- _Task statement_
Please reproduce the lines from the start of the records through the line containing "300L183 291L142 335L105", switching every "clicks" to "points" and changing nothing else, and leave the pictures out of your answer.

(Records provided)

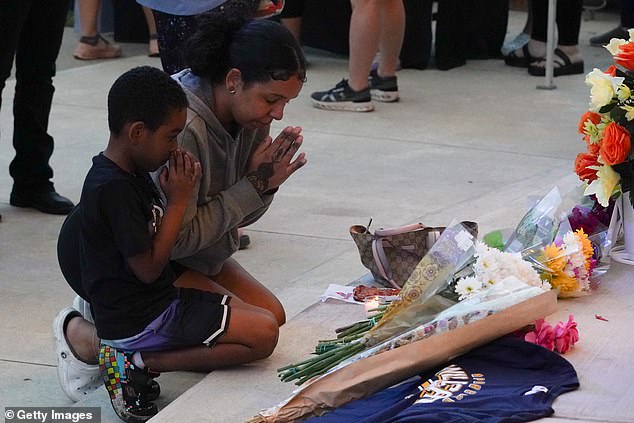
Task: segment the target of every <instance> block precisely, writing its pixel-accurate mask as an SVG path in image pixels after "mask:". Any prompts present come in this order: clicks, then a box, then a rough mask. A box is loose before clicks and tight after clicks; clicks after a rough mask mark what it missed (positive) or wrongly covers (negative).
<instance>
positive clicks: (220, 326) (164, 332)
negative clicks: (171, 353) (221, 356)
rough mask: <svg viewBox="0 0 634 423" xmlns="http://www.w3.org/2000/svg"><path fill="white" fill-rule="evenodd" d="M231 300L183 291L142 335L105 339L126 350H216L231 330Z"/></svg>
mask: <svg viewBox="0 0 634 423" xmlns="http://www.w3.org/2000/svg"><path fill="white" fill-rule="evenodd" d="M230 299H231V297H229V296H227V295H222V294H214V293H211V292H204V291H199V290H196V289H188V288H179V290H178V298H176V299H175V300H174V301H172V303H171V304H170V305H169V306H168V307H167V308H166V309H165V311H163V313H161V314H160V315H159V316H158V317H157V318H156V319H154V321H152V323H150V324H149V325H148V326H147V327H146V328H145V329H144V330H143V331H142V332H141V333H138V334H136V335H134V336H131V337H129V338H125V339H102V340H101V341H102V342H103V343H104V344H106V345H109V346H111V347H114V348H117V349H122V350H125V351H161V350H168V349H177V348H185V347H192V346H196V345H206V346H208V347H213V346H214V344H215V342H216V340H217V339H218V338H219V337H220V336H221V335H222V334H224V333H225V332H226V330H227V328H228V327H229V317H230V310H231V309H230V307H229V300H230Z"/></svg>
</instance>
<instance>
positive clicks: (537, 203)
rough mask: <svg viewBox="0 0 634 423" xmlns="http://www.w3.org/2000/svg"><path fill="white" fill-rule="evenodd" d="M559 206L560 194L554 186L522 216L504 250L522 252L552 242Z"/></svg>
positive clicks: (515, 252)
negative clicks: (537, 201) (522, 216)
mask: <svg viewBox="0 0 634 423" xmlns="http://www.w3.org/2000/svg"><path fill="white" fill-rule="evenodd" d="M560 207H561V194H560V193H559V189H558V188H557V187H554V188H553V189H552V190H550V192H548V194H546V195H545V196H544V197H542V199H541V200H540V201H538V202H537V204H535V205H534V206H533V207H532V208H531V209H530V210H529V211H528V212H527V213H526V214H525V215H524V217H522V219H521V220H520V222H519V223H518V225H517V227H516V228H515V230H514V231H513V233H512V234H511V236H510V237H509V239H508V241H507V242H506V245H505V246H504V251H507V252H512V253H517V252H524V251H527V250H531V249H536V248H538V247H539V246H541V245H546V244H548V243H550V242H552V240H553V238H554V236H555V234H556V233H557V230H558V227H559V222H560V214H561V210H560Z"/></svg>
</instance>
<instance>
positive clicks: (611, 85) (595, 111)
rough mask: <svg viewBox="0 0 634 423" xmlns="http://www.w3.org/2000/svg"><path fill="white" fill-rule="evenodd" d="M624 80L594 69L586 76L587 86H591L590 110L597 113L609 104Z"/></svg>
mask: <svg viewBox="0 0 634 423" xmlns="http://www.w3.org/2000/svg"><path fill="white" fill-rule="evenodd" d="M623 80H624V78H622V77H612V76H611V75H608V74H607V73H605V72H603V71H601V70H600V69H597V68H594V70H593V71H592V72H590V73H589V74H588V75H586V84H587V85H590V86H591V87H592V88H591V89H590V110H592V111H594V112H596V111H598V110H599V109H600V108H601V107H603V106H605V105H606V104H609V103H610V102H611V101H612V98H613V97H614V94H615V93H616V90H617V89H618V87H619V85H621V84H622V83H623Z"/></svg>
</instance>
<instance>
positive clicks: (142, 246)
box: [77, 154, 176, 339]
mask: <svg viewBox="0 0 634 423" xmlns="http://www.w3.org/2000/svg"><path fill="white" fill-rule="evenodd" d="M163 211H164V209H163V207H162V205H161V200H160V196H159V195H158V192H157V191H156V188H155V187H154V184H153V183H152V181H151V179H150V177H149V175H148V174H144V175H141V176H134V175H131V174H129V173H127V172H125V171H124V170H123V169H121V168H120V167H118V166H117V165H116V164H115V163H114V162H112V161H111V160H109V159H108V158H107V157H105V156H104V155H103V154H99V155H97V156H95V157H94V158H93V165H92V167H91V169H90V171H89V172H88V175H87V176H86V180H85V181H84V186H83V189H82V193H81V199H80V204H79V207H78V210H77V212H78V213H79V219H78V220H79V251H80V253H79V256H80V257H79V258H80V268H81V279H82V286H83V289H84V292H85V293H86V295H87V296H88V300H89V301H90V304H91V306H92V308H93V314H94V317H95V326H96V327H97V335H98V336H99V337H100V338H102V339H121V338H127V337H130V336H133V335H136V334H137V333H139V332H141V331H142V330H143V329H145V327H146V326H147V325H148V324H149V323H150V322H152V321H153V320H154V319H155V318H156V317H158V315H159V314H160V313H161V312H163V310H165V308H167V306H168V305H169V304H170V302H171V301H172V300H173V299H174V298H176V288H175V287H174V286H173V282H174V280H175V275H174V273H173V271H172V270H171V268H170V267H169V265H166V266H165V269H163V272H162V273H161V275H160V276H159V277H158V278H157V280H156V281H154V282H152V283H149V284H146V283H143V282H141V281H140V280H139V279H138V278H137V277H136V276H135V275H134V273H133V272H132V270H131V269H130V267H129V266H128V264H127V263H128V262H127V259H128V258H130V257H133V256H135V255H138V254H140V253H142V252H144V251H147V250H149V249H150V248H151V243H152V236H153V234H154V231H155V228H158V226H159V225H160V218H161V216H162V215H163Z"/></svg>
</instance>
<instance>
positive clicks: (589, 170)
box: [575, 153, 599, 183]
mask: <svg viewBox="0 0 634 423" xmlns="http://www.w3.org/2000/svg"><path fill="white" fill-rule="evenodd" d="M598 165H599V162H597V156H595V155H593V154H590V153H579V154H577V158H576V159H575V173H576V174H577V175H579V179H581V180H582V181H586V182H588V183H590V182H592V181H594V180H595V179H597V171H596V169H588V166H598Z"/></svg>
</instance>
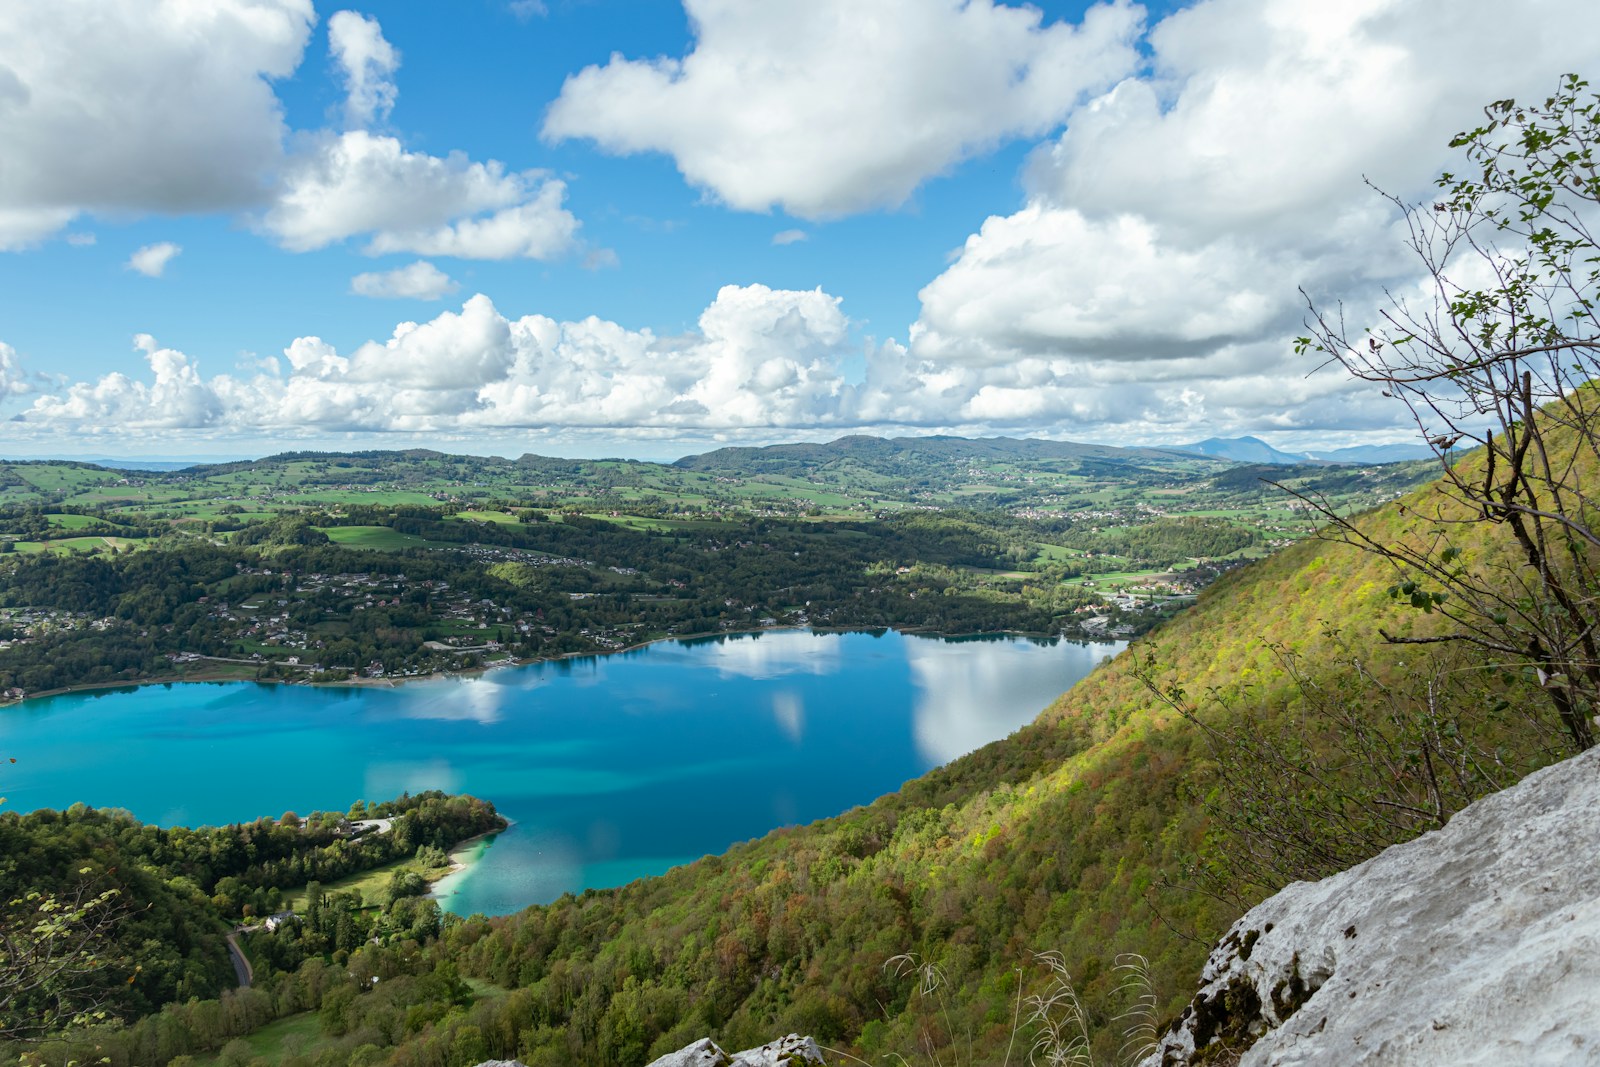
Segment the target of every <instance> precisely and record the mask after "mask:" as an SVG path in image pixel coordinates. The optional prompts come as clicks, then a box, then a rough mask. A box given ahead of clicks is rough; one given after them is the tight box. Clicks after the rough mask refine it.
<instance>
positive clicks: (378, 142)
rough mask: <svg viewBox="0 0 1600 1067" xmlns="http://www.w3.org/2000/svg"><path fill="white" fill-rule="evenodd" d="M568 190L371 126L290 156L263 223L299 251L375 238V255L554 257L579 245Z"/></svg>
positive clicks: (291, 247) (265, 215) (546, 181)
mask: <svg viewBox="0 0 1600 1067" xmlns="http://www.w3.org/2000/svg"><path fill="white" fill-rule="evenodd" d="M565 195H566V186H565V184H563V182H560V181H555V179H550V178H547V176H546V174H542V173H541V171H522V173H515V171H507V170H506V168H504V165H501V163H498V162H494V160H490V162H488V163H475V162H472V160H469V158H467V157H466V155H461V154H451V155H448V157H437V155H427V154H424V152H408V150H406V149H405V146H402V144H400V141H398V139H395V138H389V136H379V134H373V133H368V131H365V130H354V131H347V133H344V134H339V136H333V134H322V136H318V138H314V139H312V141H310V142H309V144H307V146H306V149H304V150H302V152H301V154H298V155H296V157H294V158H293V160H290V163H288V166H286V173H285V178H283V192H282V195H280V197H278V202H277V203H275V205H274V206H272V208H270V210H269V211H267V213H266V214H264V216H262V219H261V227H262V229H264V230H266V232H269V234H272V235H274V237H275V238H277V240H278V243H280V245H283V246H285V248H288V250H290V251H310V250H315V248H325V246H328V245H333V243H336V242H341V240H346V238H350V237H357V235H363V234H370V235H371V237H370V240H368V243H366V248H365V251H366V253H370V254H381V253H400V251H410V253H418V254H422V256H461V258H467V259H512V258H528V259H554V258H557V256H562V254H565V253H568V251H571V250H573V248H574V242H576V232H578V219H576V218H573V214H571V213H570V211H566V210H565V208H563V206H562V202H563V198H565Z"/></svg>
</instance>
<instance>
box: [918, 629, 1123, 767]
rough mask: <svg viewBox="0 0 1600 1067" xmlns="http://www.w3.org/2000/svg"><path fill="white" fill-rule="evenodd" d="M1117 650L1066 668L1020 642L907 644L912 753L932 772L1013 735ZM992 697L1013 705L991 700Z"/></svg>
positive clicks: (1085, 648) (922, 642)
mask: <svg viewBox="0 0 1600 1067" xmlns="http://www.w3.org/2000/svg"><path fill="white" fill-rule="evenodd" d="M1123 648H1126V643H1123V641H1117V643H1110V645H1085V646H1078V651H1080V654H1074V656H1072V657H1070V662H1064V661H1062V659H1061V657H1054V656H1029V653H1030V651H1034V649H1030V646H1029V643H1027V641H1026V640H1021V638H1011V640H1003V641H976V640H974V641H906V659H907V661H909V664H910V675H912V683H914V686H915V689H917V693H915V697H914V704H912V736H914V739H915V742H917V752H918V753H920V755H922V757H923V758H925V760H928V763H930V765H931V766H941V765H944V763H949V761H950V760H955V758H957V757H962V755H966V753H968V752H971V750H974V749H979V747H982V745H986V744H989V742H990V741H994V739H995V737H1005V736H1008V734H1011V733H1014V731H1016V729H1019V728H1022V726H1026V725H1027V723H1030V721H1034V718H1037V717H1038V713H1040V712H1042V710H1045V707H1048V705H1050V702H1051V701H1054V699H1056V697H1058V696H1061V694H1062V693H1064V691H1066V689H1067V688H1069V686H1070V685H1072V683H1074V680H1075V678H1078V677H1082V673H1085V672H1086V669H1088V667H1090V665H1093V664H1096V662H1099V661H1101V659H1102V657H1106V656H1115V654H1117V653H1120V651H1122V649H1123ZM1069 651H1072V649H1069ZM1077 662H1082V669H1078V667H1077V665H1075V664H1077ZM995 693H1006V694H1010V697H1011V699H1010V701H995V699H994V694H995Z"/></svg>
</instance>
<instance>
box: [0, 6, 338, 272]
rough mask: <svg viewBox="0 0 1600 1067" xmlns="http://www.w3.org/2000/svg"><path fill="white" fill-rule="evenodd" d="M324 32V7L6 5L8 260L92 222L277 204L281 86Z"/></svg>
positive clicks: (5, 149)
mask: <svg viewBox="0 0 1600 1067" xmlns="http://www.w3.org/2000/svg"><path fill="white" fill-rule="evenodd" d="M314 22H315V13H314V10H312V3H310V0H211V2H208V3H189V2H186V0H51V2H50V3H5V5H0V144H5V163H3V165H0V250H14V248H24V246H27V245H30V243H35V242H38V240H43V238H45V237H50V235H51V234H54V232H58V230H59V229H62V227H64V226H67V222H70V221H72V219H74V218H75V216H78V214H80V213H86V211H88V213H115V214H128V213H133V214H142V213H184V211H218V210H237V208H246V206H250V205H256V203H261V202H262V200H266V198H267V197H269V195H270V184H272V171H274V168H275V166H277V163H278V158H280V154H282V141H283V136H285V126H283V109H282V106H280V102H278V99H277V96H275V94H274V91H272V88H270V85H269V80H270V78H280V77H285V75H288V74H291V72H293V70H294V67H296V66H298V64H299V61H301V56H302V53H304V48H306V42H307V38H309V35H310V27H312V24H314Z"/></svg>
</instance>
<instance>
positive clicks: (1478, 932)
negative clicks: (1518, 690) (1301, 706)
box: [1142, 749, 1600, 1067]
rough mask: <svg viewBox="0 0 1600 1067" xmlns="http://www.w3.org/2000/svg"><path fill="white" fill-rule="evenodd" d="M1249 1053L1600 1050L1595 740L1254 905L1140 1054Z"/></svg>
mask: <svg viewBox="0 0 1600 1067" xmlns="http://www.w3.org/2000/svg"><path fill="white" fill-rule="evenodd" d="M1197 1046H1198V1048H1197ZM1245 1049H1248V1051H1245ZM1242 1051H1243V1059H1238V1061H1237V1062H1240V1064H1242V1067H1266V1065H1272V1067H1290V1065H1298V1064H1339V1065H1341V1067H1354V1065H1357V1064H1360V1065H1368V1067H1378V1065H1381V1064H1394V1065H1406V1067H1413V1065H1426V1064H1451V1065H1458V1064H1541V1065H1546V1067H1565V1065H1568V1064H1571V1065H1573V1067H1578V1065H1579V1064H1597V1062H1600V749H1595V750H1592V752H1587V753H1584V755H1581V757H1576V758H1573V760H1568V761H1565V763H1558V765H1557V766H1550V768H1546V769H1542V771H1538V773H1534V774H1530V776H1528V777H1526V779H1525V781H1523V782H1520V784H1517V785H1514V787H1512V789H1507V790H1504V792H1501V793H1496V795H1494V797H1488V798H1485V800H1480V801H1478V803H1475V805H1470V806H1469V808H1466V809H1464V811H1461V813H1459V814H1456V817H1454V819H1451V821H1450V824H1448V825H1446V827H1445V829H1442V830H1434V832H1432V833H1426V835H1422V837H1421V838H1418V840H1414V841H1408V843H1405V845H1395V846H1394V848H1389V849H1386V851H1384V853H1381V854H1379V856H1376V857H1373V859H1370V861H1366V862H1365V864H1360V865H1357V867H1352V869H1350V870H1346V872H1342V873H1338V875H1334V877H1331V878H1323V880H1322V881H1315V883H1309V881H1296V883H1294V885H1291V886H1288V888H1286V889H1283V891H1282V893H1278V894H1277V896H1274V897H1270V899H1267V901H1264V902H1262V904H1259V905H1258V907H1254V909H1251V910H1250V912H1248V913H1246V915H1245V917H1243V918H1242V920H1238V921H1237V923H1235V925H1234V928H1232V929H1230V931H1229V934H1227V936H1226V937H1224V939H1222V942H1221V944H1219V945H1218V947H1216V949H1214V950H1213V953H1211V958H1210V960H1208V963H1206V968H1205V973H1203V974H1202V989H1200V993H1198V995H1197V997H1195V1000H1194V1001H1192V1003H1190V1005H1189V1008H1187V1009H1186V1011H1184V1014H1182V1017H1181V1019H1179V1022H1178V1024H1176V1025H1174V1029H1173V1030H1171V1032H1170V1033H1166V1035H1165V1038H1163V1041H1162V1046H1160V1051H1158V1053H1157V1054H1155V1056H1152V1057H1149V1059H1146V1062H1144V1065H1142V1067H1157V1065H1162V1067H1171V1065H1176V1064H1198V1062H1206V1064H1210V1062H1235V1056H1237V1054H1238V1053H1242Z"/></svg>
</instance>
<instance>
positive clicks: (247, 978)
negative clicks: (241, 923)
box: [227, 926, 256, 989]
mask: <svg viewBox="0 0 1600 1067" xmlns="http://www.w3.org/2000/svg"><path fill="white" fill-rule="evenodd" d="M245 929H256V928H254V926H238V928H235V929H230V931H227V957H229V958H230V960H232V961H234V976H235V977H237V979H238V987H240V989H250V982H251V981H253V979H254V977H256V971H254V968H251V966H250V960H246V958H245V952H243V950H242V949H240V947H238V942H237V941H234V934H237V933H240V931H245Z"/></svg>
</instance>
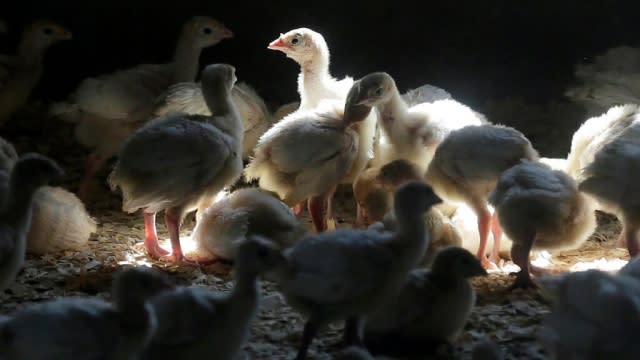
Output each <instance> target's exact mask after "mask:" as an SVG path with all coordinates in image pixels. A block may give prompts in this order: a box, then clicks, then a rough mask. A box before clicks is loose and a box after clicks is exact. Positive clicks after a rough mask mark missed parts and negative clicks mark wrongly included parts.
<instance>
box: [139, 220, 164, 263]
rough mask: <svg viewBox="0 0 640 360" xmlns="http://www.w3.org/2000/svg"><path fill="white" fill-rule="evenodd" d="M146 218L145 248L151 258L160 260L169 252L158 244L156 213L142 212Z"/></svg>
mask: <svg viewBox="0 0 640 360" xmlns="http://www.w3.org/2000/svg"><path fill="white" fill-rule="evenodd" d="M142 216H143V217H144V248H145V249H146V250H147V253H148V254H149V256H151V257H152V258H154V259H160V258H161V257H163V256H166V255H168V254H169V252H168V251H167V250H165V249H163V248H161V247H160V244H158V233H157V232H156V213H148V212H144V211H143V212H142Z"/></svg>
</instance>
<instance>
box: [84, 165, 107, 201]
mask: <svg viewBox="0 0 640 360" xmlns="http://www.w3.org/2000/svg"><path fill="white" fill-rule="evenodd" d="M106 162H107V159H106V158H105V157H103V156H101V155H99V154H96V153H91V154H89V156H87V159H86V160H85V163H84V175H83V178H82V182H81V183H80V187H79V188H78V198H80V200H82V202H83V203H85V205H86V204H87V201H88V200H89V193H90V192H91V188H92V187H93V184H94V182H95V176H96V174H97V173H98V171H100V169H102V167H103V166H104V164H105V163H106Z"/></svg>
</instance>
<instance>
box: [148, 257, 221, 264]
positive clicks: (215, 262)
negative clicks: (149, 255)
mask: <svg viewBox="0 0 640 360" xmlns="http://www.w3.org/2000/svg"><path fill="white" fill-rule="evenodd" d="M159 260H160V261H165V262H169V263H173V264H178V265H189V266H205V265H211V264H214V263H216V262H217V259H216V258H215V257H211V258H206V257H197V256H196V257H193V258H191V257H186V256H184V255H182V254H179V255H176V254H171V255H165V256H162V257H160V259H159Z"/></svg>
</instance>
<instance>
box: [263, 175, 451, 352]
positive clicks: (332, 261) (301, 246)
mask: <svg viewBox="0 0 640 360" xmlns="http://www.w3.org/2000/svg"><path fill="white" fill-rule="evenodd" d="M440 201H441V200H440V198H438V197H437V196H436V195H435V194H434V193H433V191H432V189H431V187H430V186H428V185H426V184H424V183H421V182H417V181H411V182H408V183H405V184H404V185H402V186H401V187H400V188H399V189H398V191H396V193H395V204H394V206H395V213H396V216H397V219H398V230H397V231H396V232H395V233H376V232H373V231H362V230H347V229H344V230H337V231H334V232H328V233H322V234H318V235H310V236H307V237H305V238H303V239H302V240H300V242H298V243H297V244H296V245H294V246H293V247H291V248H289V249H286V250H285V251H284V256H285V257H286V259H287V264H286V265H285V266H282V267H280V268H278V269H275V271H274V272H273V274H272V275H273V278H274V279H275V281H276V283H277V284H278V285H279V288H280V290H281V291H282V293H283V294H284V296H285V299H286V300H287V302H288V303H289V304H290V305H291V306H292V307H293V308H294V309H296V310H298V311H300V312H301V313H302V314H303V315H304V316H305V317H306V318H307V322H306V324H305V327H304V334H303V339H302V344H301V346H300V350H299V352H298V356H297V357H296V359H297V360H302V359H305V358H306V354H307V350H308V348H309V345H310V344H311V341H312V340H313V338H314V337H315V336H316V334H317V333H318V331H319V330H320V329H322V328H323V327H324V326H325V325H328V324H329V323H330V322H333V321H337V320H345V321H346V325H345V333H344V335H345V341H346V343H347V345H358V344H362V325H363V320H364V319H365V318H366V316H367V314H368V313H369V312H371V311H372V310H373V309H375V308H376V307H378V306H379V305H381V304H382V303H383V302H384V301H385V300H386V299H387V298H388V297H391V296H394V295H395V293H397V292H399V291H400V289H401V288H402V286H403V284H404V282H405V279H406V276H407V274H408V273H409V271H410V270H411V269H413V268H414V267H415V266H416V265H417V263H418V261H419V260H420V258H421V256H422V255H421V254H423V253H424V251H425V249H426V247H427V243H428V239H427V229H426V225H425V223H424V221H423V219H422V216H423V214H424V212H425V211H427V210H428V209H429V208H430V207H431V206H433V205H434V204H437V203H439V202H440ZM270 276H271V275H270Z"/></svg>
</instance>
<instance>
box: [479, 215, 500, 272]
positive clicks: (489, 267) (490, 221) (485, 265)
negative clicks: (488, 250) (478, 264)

(End Records provided)

- _Output for this task_
Task: segment the target of every <instance> block precisely, writing its pixel-accurate mask as an SVG path in image pixels after "mask:". Any prompts present come in this order: points, then a box, then a rough mask. A box is loose before points and tight after points; points after a rough mask mark what it missed (positive) or wrongly covers (negative).
<instance>
positive points: (220, 326) (164, 332)
negative points: (171, 353) (221, 356)
rough mask: <svg viewBox="0 0 634 423" xmlns="http://www.w3.org/2000/svg"><path fill="white" fill-rule="evenodd" d="M231 300L183 291L142 335L105 339L126 350H216L231 330Z"/></svg>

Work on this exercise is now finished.